Taking the next step

During his rookie season with the Red Deer Rebels last year John Persson sat back, watched and learned.

Red Deer Rebel John Persson collides with Vancouver Giant goalie Mark Segal earlier this year. Persson has taken a big step in his second season and sits fourth in Rebels scoring with 28 points.

Red Deer Rebel John Persson collides with Vancouver Giant goalie Mark Segal earlier this year. Persson has taken a big step in his second season and sits fourth in Rebels scoring with 28 points.

During his rookie season with the Red Deer Rebels last year John Persson sat back, watched and learned.

When he did play he worked hard at improving his game, but for the most part the Mora, Sweden native was trying to get accustomed to a different style of play in the Western Hockey League than he was used to.

“I didn’t have a lot of expectations last year as I wanted to see what it’s like in the smaller rinks and playing over here,” explained the 18-year-old.

• **Data segment**
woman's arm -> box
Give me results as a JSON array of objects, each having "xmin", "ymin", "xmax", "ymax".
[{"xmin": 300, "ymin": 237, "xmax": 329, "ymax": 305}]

• **Instructions**
**a.** Write out the passage of the John Persson article from "Taking the next" up to and including "was used to.".
**b.** According to the John Persson article, what is Persson's hometown?
**c.** Carry on the John Persson article from its last sentence.

• **Responses in order**
**a.**
Taking the next step

During his rookie season with the Red Deer Rebels last year John Persson sat back, watched and learned.

Red Deer Rebel John Persson collides with Vancouver Giant goalie Mark Segal earlier this year. Persson has taken a big step in his second season and sits fourth in Rebels scoring with 28 points.

Red Deer Rebel John Persson collides with Vancouver Giant goalie Mark Segal earlier this year. Persson has taken a big step in his second season and sits fourth in Rebels scoring with 28 points.

During his rookie season with the Red Deer Rebels last year John Persson sat back, watched and learned.

When he did play he worked hard at improving his game, but for the most part the Mora, Sweden native was trying to get accustomed to a different style of play in the Western Hockey League than he was used to.

**b.** Mora, Sweden

**c.**
“Of course I wanted to play more, but that was the way it was.”

Persson, who received the full support of his family to come to Canada, proved to be a perfect student. He returned his season, bigger and stronger and with an idea what it took to be a top-six forward.

“I learned a lot last year. The game is so much faster and the rinks are smaller, so it took time to learn that, but I worked hard all summer and coming back more experienced helped a lot. Also I’m getting a chance to play with better players.”

Persson. who had seven goals and four assists last year, wasn’t 100 per cent coming into camp, but once he shook off the affects of the flu he started to show head coach/vice-president of hockey operations Jesse Wallin that he earned the right to take a regular shift.

And he hasn’t disappointed as he sits fourth in team scoring with 28 points, including 12 goals, which is third best on the team. He also leads the team in plus-minus at plus-16.

“It feels good,” said Persson. “I’m getting a lot of power play time and playing with players like (Ryan) Nugent-Hopkins and Andrej Kudrna helps a lot. As well I’m with (Byron) Froese and (Alex) Petrovic on the power play and I do get some tap-ins.”

Wallin likes what he sees from the six-foot-two, 200-pound left winger.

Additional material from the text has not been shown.